▸ **TASK OBJECTIVE**
Copy out each line of the data that contains "window".

▸ **EXERCISE DATA**
....................
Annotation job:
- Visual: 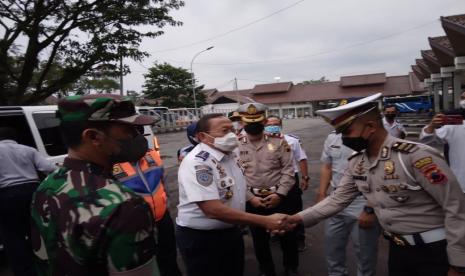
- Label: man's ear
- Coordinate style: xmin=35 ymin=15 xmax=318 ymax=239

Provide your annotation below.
xmin=82 ymin=129 xmax=104 ymax=146
xmin=197 ymin=132 xmax=207 ymax=143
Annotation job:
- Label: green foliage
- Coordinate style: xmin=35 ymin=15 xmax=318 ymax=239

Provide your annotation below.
xmin=0 ymin=0 xmax=184 ymax=105
xmin=142 ymin=62 xmax=206 ymax=108
xmin=301 ymin=76 xmax=330 ymax=85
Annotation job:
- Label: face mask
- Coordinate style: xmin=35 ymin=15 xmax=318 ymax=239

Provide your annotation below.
xmin=107 ymin=133 xmax=148 ymax=163
xmin=385 ymin=114 xmax=396 ymax=120
xmin=244 ymin=123 xmax=264 ymax=135
xmin=207 ymin=132 xmax=238 ymax=152
xmin=460 ymin=100 xmax=465 ymax=109
xmin=341 ymin=125 xmax=370 ymax=152
xmin=264 ymin=125 xmax=281 ymax=134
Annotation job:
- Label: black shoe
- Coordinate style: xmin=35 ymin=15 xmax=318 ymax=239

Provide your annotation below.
xmin=297 ymin=238 xmax=306 ymax=252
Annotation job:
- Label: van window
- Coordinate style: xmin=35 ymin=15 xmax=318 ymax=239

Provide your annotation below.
xmin=0 ymin=112 xmax=36 ymax=148
xmin=32 ymin=113 xmax=67 ymax=156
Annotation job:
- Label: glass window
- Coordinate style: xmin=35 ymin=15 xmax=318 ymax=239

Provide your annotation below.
xmin=0 ymin=113 xmax=36 ymax=148
xmin=32 ymin=112 xmax=67 ymax=156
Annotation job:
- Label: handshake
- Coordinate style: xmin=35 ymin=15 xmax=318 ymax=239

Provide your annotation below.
xmin=261 ymin=213 xmax=302 ymax=234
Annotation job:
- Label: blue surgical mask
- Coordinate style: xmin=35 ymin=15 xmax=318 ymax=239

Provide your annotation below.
xmin=264 ymin=125 xmax=281 ymax=134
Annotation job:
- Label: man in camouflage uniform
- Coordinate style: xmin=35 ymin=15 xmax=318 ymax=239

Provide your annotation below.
xmin=31 ymin=95 xmax=159 ymax=276
xmin=237 ymin=103 xmax=298 ymax=276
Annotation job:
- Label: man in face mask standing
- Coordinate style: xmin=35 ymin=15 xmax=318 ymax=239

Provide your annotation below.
xmin=176 ymin=113 xmax=290 ymax=276
xmin=419 ymin=91 xmax=465 ymax=194
xmin=237 ymin=103 xmax=298 ymax=276
xmin=383 ymin=104 xmax=406 ymax=139
xmin=288 ymin=93 xmax=465 ymax=276
xmin=31 ymin=95 xmax=159 ymax=276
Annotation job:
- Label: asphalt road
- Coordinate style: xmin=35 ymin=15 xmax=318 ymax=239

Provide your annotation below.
xmin=0 ymin=118 xmax=391 ymax=276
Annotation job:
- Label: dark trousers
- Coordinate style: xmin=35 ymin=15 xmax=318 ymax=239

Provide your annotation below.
xmin=155 ymin=212 xmax=181 ymax=276
xmin=176 ymin=225 xmax=244 ymax=276
xmin=0 ymin=183 xmax=38 ymax=276
xmin=246 ymin=187 xmax=300 ymax=276
xmin=291 ymin=174 xmax=305 ymax=240
xmin=388 ymin=239 xmax=449 ymax=276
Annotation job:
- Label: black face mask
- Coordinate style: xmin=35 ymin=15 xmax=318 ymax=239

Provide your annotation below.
xmin=342 ymin=136 xmax=369 ymax=152
xmin=244 ymin=123 xmax=264 ymax=135
xmin=110 ymin=134 xmax=148 ymax=163
xmin=385 ymin=114 xmax=396 ymax=120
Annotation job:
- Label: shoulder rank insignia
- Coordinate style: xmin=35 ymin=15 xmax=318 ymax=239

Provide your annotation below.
xmin=112 ymin=164 xmax=128 ymax=179
xmin=195 ymin=151 xmax=210 ymax=161
xmin=391 ymin=142 xmax=418 ymax=153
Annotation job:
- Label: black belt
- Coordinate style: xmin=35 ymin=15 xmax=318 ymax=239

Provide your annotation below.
xmin=176 ymin=224 xmax=238 ymax=234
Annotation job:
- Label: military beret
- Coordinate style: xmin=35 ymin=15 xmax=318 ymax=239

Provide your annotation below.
xmin=57 ymin=94 xmax=155 ymax=125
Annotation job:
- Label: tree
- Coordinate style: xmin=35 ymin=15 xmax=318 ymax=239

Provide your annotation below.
xmin=0 ymin=0 xmax=184 ymax=105
xmin=301 ymin=76 xmax=330 ymax=85
xmin=142 ymin=62 xmax=206 ymax=108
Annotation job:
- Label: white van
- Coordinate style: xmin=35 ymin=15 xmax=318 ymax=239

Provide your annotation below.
xmin=0 ymin=106 xmax=156 ymax=165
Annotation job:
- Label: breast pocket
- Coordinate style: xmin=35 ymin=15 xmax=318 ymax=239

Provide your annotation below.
xmin=329 ymin=146 xmax=342 ymax=159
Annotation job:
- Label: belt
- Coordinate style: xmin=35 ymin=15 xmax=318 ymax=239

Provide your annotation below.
xmin=250 ymin=185 xmax=278 ymax=197
xmin=383 ymin=228 xmax=445 ymax=246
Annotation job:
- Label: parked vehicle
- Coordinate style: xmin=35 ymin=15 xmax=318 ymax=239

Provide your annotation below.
xmin=383 ymin=95 xmax=432 ymax=113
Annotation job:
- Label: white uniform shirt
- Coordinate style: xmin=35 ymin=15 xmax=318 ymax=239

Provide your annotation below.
xmin=320 ymin=132 xmax=366 ymax=217
xmin=382 ymin=117 xmax=406 ymax=138
xmin=0 ymin=140 xmax=56 ymax=188
xmin=176 ymin=143 xmax=246 ymax=230
xmin=419 ymin=122 xmax=465 ymax=192
xmin=284 ymin=134 xmax=308 ymax=173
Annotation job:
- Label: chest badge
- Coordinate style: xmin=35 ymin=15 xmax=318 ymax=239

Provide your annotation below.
xmin=267 ymin=143 xmax=275 ymax=152
xmin=355 ymin=159 xmax=365 ymax=175
xmin=384 ymin=160 xmax=395 ymax=175
xmin=224 ymin=189 xmax=234 ymax=200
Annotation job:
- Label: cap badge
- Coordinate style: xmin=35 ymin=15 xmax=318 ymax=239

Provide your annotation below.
xmin=247 ymin=104 xmax=257 ymax=114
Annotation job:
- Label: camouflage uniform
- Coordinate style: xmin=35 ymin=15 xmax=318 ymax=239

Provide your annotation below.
xmin=30 ymin=95 xmax=158 ymax=276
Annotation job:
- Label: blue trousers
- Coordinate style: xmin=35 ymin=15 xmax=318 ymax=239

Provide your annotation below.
xmin=324 ymin=212 xmax=381 ymax=276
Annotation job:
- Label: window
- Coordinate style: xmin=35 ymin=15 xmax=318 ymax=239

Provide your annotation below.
xmin=32 ymin=112 xmax=67 ymax=156
xmin=0 ymin=112 xmax=36 ymax=148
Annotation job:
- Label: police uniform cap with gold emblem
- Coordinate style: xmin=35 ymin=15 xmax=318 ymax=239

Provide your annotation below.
xmin=316 ymin=93 xmax=381 ymax=133
xmin=238 ymin=102 xmax=267 ymax=123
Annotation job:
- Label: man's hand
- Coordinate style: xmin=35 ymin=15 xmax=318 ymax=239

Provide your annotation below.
xmin=358 ymin=210 xmax=376 ymax=229
xmin=315 ymin=193 xmax=327 ymax=203
xmin=425 ymin=113 xmax=445 ymax=133
xmin=249 ymin=196 xmax=266 ymax=208
xmin=262 ymin=213 xmax=288 ymax=233
xmin=300 ymin=178 xmax=309 ymax=191
xmin=263 ymin=193 xmax=281 ymax=209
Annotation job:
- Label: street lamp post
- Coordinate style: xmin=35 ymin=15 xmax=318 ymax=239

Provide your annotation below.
xmin=190 ymin=46 xmax=214 ymax=115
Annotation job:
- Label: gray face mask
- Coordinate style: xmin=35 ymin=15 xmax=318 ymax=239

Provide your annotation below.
xmin=108 ymin=133 xmax=148 ymax=163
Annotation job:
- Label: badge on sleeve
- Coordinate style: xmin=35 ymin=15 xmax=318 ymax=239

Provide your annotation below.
xmin=414 ymin=157 xmax=432 ymax=169
xmin=196 ymin=168 xmax=213 ymax=186
xmin=420 ymin=164 xmax=448 ymax=185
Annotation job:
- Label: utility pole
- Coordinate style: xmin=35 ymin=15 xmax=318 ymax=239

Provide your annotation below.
xmin=119 ymin=55 xmax=124 ymax=96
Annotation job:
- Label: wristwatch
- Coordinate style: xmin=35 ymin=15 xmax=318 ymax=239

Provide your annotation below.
xmin=363 ymin=206 xmax=375 ymax=214
xmin=451 ymin=265 xmax=465 ymax=273
xmin=301 ymin=175 xmax=310 ymax=181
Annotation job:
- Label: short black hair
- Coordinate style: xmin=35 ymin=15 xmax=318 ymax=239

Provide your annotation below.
xmin=0 ymin=127 xmax=18 ymax=141
xmin=266 ymin=115 xmax=282 ymax=124
xmin=59 ymin=121 xmax=110 ymax=149
xmin=384 ymin=104 xmax=396 ymax=110
xmin=196 ymin=113 xmax=224 ymax=133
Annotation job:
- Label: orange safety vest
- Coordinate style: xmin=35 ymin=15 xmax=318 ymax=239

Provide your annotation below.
xmin=113 ymin=145 xmax=167 ymax=221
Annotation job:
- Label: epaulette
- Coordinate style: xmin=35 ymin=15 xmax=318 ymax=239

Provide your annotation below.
xmin=195 ymin=151 xmax=210 ymax=161
xmin=391 ymin=142 xmax=418 ymax=154
xmin=348 ymin=151 xmax=363 ymax=161
xmin=286 ymin=133 xmax=300 ymax=140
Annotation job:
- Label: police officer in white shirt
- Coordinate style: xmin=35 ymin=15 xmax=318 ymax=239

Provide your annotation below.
xmin=176 ymin=113 xmax=290 ymax=276
xmin=419 ymin=91 xmax=465 ymax=193
xmin=264 ymin=115 xmax=309 ymax=252
xmin=0 ymin=127 xmax=56 ymax=276
xmin=383 ymin=105 xmax=406 ymax=139
xmin=317 ymin=131 xmax=380 ymax=276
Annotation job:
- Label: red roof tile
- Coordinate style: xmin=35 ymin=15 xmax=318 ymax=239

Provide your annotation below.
xmin=250 ymin=82 xmax=293 ymax=94
xmin=340 ymin=73 xmax=386 ymax=87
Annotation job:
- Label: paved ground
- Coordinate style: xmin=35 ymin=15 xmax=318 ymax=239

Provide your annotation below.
xmin=0 ymin=118 xmax=402 ymax=276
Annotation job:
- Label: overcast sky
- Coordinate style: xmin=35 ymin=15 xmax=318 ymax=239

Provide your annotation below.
xmin=125 ymin=0 xmax=465 ymax=93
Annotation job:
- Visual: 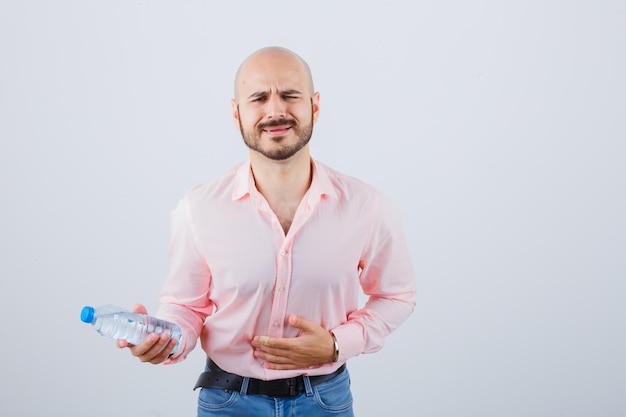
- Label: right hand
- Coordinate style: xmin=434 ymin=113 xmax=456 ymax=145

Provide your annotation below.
xmin=116 ymin=303 xmax=178 ymax=365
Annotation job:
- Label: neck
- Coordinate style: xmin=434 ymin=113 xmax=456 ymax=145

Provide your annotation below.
xmin=250 ymin=148 xmax=312 ymax=203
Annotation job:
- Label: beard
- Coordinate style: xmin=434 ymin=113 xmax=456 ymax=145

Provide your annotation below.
xmin=237 ymin=103 xmax=314 ymax=161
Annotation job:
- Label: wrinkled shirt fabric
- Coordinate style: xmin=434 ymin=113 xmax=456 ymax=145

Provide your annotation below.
....................
▸ **ANSWER FOR THIS EXERCISE**
- Label: van window
- Label: glass window
- Label: window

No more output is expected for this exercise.